你的目标:
请把下面这篇 CF917D 题解中从"这样就可以做到$O(n^4)$。"开始、到"void read(T &res)"结束的部分一字不差地抄写出来。

CF917D Stranger Trees

行列式+高斯消元。

Solution

可以发现，我们记$f(x)$这个生成函数，其$x$的指数代表选了几条边，根据矩阵树定理，构造出矩阵，用拆系数$fft$维护即可做到$O(n^4\log n)$，基本无法通过，思考我们到底干了啥，本质上我们就是通过单次$n\log n$的时间复杂度来计算了一个行列式，最后得到了一个多项式，那么我们可以先用$n+1$个点确定这个多项式，然后高斯消元。

这样就可以做到$O(n^4)$。

Code

#include <bits/stdc++.h>
#define LL long long
#define PII pair<int, int>
using namespace std;
template <class T>
inline void read(T &res)
{
    res = 0;
    bool flag = 0;
    char c = getchar();
    while (c < '0' || '9' < c) { if (c == '-') flag = 1; c = getchar(); }
    while ('0' <= c && c <= '9') res = (res << 3) + (res << 1) + (c ^ 48), c = getchar();
    if (flag) res = -res;
}
template <class T, class... ARC>
inline void read(T &res, ARC &...com) { read(res), read(com...); }
template <class T>
void write(T res)
{
    if (res < 0) putchar('-'), res = -res;
    if (res > 9) write(res / 10);
    putchar(res % 10 + '0');
}
template <>
inline void write(char c) { putchar(c); }
template <>
inline void write(char *s) { while (*s) putchar(*s++); }
template <class T, class... ARC>
inline void write(T res, ARC... com) { write(res), write(com...); }
const int N = 105, mod = 1e9 + 7;
int n;
int a[N][N], e[N][N], du[N];
int f[N];
inline int qpow(int x, int k)
{
    int res = 1;
    while(k)
    {
        if(k & 1) res = 1ll * res * x % mod;
        k >>= 1;
        x = 1ll * x * x % mod;
    }
    return res;
}
inline int calc(int x)
{
    int flag = 0, res = 1;
    for(int i = 1, t;i <= x;i ++)
    {
        t = -1;
        for(int j = i;j <= x;j ++)
            if(a[j][i])

条目列表:

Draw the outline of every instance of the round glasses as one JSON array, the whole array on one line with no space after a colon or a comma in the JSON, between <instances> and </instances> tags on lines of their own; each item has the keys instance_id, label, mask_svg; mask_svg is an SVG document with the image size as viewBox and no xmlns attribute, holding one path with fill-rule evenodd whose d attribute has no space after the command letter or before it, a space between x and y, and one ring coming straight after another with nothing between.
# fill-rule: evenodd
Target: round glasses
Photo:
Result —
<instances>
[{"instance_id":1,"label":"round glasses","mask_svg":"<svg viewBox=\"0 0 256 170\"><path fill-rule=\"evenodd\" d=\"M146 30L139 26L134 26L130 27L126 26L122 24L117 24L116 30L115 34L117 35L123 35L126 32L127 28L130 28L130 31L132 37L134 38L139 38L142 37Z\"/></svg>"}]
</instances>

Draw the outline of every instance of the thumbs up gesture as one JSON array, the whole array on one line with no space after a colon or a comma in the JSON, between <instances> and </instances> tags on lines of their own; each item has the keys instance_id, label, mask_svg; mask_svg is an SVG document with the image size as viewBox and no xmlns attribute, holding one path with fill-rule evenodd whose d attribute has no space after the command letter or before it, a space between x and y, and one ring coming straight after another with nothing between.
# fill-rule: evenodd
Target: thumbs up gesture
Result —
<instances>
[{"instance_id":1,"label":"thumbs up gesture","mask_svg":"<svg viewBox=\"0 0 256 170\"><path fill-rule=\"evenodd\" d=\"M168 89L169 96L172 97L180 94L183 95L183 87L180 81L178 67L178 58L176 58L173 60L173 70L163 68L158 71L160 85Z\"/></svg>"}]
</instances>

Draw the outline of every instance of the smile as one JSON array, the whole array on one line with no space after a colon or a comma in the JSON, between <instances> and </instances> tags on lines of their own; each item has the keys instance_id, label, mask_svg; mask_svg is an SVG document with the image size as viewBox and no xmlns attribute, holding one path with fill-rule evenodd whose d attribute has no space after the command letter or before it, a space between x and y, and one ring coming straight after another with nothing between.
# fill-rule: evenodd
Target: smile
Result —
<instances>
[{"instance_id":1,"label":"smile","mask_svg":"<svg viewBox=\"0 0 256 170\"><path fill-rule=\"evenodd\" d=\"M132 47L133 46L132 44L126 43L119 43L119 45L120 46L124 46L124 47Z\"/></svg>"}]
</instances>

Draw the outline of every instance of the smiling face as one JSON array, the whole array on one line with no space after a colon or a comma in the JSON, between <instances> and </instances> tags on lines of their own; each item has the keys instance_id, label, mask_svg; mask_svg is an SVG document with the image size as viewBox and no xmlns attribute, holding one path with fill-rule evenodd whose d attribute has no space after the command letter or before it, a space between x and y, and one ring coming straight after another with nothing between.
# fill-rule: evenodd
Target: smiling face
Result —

练习答案:
这样就可以做到$O(n^4)$。

Code

#include <bits/stdc++.h>
#define LL long long
#define PII pair<int, int>
using namespace std;
template <class T>
inline void read(T &res)